Stored items
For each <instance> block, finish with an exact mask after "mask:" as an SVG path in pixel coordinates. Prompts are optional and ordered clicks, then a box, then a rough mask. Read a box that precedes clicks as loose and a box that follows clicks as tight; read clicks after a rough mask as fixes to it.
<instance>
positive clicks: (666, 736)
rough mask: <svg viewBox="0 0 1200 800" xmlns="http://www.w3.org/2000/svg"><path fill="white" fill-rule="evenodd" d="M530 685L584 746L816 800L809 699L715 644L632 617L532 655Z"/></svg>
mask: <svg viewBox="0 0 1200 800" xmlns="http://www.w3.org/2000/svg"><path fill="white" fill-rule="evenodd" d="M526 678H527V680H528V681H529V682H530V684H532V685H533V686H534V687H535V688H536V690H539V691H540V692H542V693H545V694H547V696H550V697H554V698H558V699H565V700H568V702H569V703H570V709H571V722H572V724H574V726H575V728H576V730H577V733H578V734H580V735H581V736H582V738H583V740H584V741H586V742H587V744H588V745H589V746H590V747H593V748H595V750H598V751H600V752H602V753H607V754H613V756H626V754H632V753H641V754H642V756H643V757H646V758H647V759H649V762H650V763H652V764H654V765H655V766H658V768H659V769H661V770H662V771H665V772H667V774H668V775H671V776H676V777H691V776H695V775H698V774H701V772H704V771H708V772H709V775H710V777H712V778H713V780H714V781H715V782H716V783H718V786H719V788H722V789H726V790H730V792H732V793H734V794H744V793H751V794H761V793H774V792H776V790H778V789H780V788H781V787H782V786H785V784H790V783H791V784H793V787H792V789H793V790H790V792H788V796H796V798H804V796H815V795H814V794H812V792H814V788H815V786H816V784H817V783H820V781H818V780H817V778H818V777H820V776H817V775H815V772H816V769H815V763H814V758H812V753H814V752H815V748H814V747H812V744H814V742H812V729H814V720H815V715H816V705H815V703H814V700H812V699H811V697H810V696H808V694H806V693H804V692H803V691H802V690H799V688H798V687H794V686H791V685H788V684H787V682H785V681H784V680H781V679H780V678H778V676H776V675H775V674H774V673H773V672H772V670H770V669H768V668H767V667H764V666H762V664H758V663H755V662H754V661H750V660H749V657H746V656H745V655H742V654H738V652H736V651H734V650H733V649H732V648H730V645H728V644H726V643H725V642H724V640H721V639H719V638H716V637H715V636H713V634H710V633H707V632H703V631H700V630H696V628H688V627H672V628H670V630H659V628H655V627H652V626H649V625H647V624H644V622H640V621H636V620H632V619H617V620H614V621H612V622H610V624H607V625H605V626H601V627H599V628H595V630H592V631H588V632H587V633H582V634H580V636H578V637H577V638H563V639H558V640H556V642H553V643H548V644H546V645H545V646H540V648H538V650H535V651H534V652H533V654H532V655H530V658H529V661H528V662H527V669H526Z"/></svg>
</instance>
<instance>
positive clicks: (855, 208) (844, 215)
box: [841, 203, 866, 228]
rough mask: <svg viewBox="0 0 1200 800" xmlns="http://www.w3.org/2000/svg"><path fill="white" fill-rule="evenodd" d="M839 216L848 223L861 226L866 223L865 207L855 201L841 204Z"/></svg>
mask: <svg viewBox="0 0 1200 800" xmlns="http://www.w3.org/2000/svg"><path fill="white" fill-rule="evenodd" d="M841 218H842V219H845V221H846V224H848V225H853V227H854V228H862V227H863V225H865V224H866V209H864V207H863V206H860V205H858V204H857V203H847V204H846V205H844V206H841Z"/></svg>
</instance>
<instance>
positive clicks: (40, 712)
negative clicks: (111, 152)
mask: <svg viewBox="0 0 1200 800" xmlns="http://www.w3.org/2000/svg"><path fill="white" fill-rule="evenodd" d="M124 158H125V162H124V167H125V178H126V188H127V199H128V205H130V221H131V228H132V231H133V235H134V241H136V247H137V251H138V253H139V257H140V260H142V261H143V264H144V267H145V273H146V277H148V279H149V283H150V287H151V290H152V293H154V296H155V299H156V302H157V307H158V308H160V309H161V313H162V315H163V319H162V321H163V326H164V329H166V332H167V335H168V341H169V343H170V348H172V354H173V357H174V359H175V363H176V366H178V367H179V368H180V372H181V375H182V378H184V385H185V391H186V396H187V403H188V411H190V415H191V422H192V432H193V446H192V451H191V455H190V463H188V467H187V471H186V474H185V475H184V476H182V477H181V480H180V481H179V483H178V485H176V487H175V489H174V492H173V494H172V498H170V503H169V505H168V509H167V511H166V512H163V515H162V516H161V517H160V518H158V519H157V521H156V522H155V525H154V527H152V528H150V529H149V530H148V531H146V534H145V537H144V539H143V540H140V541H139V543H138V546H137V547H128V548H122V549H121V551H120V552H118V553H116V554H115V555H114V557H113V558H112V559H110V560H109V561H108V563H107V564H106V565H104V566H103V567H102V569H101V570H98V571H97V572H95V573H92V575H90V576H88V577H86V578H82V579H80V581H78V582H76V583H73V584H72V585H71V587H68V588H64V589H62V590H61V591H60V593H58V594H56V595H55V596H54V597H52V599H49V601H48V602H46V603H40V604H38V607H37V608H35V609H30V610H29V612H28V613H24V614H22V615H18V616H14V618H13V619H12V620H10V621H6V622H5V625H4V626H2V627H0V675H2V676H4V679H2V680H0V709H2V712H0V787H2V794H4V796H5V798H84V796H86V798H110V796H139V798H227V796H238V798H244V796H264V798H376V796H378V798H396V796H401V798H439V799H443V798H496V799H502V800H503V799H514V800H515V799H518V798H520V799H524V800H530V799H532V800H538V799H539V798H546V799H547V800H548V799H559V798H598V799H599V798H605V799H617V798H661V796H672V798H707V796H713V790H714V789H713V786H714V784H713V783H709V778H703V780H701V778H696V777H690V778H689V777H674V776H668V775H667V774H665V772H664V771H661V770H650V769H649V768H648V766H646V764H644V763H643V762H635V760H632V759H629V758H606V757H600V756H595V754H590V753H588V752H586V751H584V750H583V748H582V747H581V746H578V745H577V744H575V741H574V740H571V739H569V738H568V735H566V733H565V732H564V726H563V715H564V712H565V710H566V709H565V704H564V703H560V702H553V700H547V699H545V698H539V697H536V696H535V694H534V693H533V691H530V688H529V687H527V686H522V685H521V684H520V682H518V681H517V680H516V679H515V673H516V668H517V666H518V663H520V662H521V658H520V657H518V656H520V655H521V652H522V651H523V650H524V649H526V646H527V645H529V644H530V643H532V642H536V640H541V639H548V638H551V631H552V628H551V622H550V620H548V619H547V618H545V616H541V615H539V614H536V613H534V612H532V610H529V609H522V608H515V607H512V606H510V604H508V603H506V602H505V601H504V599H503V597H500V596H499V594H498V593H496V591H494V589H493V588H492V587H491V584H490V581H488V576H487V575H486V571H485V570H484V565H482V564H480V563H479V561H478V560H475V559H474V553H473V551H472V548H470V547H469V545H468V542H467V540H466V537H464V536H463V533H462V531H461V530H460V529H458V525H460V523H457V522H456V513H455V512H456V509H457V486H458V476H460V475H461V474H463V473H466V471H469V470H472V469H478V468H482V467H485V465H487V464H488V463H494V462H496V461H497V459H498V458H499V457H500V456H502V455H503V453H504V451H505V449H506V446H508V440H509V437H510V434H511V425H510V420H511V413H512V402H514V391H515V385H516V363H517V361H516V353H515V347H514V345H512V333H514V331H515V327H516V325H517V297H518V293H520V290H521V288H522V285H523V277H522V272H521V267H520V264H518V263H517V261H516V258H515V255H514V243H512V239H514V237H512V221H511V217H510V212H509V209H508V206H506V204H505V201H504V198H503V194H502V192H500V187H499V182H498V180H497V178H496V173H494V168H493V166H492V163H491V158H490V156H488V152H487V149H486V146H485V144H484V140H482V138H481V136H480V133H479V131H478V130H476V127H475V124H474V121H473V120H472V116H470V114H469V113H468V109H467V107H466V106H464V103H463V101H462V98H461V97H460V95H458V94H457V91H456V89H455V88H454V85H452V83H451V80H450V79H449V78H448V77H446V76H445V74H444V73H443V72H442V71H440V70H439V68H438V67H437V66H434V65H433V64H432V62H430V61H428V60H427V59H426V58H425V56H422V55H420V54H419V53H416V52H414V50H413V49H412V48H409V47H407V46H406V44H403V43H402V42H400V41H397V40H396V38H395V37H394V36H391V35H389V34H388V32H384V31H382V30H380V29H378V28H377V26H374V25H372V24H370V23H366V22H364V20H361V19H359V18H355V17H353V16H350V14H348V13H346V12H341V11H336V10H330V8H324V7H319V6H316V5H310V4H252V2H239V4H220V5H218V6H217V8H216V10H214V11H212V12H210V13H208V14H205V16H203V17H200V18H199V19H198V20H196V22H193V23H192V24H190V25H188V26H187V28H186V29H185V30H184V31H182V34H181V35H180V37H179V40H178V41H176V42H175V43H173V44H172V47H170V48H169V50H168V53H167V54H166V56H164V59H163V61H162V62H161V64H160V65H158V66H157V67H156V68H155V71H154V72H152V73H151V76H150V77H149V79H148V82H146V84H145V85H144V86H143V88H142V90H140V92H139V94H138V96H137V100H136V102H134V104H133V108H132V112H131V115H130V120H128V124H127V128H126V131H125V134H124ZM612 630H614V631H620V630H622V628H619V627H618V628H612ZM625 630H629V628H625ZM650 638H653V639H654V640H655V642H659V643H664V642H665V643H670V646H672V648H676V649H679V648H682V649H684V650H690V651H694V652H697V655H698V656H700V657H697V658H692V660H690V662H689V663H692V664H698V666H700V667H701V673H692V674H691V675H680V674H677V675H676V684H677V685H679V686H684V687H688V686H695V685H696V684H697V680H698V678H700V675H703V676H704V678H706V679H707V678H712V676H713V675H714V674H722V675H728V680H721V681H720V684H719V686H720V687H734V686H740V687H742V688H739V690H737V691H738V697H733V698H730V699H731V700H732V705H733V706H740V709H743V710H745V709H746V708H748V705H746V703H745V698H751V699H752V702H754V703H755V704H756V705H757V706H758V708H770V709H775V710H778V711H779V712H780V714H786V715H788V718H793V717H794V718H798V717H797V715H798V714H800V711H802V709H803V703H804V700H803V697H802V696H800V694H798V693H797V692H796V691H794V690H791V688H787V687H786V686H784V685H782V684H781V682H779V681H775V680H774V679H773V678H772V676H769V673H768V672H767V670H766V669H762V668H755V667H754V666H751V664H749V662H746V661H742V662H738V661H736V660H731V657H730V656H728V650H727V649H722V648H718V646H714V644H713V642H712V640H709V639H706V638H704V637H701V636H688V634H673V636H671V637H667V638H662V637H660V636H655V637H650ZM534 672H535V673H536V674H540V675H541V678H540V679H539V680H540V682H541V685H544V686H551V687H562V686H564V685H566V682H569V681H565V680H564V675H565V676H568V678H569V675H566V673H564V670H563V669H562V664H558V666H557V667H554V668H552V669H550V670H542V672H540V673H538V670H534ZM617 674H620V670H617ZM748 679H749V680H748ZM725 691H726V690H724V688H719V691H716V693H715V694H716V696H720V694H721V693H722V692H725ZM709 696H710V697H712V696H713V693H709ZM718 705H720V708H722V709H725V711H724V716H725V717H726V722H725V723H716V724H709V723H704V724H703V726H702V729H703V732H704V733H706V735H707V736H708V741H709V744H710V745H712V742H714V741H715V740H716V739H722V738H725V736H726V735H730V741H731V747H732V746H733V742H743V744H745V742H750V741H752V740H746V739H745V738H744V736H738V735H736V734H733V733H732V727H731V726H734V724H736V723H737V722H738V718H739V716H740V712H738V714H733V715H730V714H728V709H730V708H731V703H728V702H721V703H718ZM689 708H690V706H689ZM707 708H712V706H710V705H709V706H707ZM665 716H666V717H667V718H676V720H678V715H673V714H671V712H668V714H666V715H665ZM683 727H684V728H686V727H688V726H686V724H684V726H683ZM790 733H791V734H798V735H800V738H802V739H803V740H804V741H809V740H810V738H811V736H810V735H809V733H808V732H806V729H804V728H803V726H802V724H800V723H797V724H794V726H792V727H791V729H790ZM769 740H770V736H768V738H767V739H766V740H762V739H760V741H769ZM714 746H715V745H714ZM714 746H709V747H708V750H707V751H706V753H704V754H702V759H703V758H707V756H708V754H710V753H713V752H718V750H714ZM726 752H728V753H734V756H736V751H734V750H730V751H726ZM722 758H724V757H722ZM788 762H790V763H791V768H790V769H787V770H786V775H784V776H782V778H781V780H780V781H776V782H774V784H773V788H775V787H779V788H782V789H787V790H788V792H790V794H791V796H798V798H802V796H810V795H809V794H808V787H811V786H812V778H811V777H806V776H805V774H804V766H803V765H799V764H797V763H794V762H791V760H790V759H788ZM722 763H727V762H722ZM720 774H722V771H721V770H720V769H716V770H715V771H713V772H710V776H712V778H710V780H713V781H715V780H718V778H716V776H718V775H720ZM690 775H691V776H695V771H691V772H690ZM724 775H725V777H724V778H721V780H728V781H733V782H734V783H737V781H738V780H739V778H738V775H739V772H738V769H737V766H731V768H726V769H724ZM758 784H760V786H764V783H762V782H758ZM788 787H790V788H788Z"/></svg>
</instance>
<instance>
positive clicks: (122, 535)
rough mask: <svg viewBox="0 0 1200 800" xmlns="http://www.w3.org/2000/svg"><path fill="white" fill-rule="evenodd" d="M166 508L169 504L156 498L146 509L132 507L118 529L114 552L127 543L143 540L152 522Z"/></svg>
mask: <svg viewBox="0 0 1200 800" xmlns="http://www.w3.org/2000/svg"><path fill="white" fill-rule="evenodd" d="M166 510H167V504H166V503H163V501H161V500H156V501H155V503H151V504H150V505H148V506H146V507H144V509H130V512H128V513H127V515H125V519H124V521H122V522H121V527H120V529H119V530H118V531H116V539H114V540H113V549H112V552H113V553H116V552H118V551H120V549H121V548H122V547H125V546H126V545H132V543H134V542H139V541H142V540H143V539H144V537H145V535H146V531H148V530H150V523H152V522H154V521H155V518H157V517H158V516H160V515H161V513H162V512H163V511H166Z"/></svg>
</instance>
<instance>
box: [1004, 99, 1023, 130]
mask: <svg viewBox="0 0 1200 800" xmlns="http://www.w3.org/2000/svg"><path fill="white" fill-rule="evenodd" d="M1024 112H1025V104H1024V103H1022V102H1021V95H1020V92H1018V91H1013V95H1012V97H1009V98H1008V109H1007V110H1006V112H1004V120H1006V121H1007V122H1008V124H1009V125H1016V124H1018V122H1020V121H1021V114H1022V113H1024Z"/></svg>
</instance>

> TASK GOAL
Copy out the records word for word, from their first line through the line containing "685L584 746L816 800L809", including both of those lines.

> RESPONSE
For each <instance> block, finish with an exact mask after "mask:" as an SVG path in pixel coordinates. Prompts are optional and ordered clicks, then a box, then a rough mask. Read a box that precedes clicks as loose and a box that follows clicks as tight; read clicks after a rough mask as fixes to it.
<instance>
positive clicks: (666, 736)
rough mask: <svg viewBox="0 0 1200 800" xmlns="http://www.w3.org/2000/svg"><path fill="white" fill-rule="evenodd" d="M530 685L584 746L816 800L809 699L715 644L632 617L532 655Z"/></svg>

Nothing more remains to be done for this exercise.